According to embodiments of the invention, a method for making an electrical cable comprises providing a plurality of the paired conductive elements, forming the dielectric jacket around the conductor pairs, and forming the dielectric film around one or more of the conductor pairs. Alternatively, the method comprises providing a plurality of the paired conductive elements, forming the dielectric jacket around the conductor pairs, and forming the dielectric film helically between the individual conductors within one or more conductor pairs. The thin dielectric film provides separation between conductor pairs and/or between individual conductors within conductor pairs to reduce crosstalk therebetween.

BRIEF DESCRIPTION OF THE DRAWINGS

In the drawings:

FIG. 1 is a cross-sectional view of an electrical cable according to a conventional arrangement;

FIG. 2 is a cross-sectional view of an electrical cable according to an embodiment of the invention;

FIG. 3 is a cross-sectional view of an electrical cable according to an alternative embodiment of the invention;

FIG. 4 is a cross-sectional view of an electrical cable according to another alternative embodiment of the invention;

FIG. 5 is a cross-sectional view of an electrical cable according to yet another alternative embodiment of the invention; and

FIG. 6 is a simplified block diagram of a method for making an electrical cable according to embodiments of the invention.

DETAILED DESCRIPTION

In the following description similar components are referred to by the same reference numeral in order to enhance the understanding of the invention through the description of the drawings.

Although specific features, configurations and arrangements are discussed hereinbelow, it should be understood that such is done for illustrative purposes only. A person skilled in the relevant art will recognize that other steps, configurations and arrangements are useful without departing from the spirit and scope of the invention.

__Supplied records__.
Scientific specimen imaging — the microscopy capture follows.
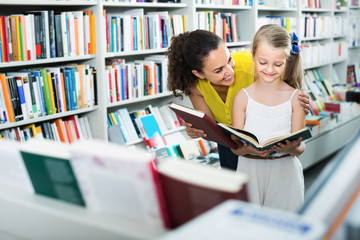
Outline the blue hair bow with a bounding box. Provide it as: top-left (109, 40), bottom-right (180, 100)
top-left (290, 32), bottom-right (301, 55)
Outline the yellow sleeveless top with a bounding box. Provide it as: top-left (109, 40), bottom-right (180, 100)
top-left (196, 50), bottom-right (254, 124)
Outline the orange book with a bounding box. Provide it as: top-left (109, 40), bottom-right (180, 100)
top-left (0, 73), bottom-right (15, 122)
top-left (78, 64), bottom-right (87, 108)
top-left (0, 16), bottom-right (7, 62)
top-left (52, 118), bottom-right (69, 143)
top-left (60, 73), bottom-right (67, 112)
top-left (64, 121), bottom-right (75, 143)
top-left (90, 15), bottom-right (96, 54)
top-left (9, 16), bottom-right (20, 61)
top-left (15, 16), bottom-right (24, 61)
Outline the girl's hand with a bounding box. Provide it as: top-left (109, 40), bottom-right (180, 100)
top-left (231, 135), bottom-right (272, 157)
top-left (183, 122), bottom-right (207, 138)
top-left (298, 92), bottom-right (310, 114)
top-left (271, 138), bottom-right (302, 156)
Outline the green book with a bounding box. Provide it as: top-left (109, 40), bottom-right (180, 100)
top-left (20, 139), bottom-right (85, 206)
top-left (40, 68), bottom-right (54, 115)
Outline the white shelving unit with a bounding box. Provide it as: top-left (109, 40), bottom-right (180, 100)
top-left (0, 0), bottom-right (360, 239)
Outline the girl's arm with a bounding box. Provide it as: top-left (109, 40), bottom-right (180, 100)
top-left (272, 92), bottom-right (306, 156)
top-left (183, 86), bottom-right (215, 138)
top-left (298, 91), bottom-right (310, 114)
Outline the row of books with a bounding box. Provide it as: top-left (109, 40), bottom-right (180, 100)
top-left (301, 41), bottom-right (348, 67)
top-left (299, 13), bottom-right (335, 38)
top-left (108, 102), bottom-right (182, 143)
top-left (347, 10), bottom-right (360, 46)
top-left (303, 69), bottom-right (360, 135)
top-left (0, 140), bottom-right (248, 229)
top-left (0, 64), bottom-right (96, 123)
top-left (256, 16), bottom-right (297, 32)
top-left (105, 55), bottom-right (168, 103)
top-left (0, 10), bottom-right (96, 62)
top-left (104, 8), bottom-right (186, 52)
top-left (104, 0), bottom-right (181, 3)
top-left (301, 0), bottom-right (322, 8)
top-left (196, 11), bottom-right (240, 42)
top-left (195, 0), bottom-right (253, 6)
top-left (0, 115), bottom-right (92, 143)
top-left (258, 0), bottom-right (297, 8)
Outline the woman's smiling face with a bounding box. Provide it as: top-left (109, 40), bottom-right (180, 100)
top-left (193, 44), bottom-right (235, 86)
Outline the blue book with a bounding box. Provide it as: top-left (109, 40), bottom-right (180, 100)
top-left (30, 70), bottom-right (48, 116)
top-left (140, 114), bottom-right (162, 139)
top-left (65, 67), bottom-right (77, 110)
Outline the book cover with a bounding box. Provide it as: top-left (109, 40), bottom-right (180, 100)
top-left (169, 103), bottom-right (238, 149)
top-left (156, 159), bottom-right (248, 228)
top-left (0, 139), bottom-right (34, 193)
top-left (217, 123), bottom-right (311, 150)
top-left (158, 200), bottom-right (327, 240)
top-left (70, 140), bottom-right (165, 228)
top-left (20, 139), bottom-right (85, 206)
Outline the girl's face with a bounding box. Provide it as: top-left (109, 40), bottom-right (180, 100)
top-left (192, 44), bottom-right (235, 86)
top-left (253, 42), bottom-right (287, 83)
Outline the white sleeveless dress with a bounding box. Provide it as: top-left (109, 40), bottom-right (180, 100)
top-left (237, 89), bottom-right (304, 212)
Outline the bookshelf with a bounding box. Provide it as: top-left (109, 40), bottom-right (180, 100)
top-left (0, 0), bottom-right (360, 239)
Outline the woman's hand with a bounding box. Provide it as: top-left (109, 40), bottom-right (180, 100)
top-left (298, 91), bottom-right (310, 114)
top-left (231, 135), bottom-right (272, 157)
top-left (183, 122), bottom-right (207, 138)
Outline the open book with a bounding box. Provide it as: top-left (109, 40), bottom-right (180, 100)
top-left (169, 103), bottom-right (238, 149)
top-left (218, 123), bottom-right (311, 150)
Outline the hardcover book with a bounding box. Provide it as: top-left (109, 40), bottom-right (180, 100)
top-left (169, 103), bottom-right (238, 149)
top-left (157, 159), bottom-right (248, 228)
top-left (20, 139), bottom-right (85, 206)
top-left (218, 123), bottom-right (311, 150)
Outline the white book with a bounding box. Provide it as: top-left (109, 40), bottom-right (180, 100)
top-left (158, 200), bottom-right (326, 240)
top-left (70, 140), bottom-right (163, 229)
top-left (25, 14), bottom-right (36, 60)
top-left (0, 140), bottom-right (34, 193)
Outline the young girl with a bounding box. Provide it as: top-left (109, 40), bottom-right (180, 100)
top-left (166, 30), bottom-right (309, 170)
top-left (232, 24), bottom-right (306, 211)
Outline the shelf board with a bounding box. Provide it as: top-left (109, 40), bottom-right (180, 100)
top-left (103, 0), bottom-right (187, 8)
top-left (0, 106), bottom-right (98, 130)
top-left (0, 0), bottom-right (97, 6)
top-left (258, 6), bottom-right (297, 12)
top-left (107, 92), bottom-right (172, 108)
top-left (105, 48), bottom-right (167, 58)
top-left (304, 62), bottom-right (331, 70)
top-left (301, 8), bottom-right (333, 12)
top-left (0, 55), bottom-right (95, 68)
top-left (301, 36), bottom-right (332, 42)
top-left (225, 41), bottom-right (251, 47)
top-left (195, 4), bottom-right (252, 10)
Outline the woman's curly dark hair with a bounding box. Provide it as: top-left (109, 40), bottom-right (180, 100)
top-left (165, 30), bottom-right (223, 98)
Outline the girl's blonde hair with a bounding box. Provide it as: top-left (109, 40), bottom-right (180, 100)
top-left (252, 24), bottom-right (304, 89)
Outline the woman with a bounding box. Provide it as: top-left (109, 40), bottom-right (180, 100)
top-left (166, 30), bottom-right (309, 170)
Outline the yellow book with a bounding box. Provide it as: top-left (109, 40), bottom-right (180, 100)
top-left (15, 16), bottom-right (24, 61)
top-left (21, 123), bottom-right (37, 138)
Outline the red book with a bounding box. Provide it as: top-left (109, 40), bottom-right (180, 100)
top-left (169, 103), bottom-right (238, 149)
top-left (156, 159), bottom-right (248, 228)
top-left (65, 115), bottom-right (81, 139)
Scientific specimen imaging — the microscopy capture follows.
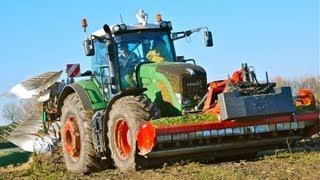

__Directives__.
1/ Set down the portion of the cable description from "FIG. 5 is a" up to and including "embodiments of the invention.".
2/ Reproduce the rows from their start up to and including the line with "top-left (196, 50), bottom-right (254, 124)", replacing "Outline" with "Mark" and leaving everything else unchanged. Give only those lines, and omit the pictures.
The cable description and the rows are independent materials and are unrelated to each other.

__Solutions to the tasks__.
1/
FIG. 5 is a cross-sectional view of an electrical cable according to yet another alternative embodiment of the invention; and

FIG. 6 is a simplified block diagram of a method for making an electrical cable according to embodiments of the invention.

2/
Scientific specimen imaging — the microscopy capture follows.
Mark the blue hair bow with a bounding box. Provide it as: top-left (109, 40), bottom-right (180, 100)
top-left (290, 32), bottom-right (301, 55)
Mark the yellow sleeveless top with a bounding box. Provide it as: top-left (109, 40), bottom-right (180, 100)
top-left (196, 50), bottom-right (254, 124)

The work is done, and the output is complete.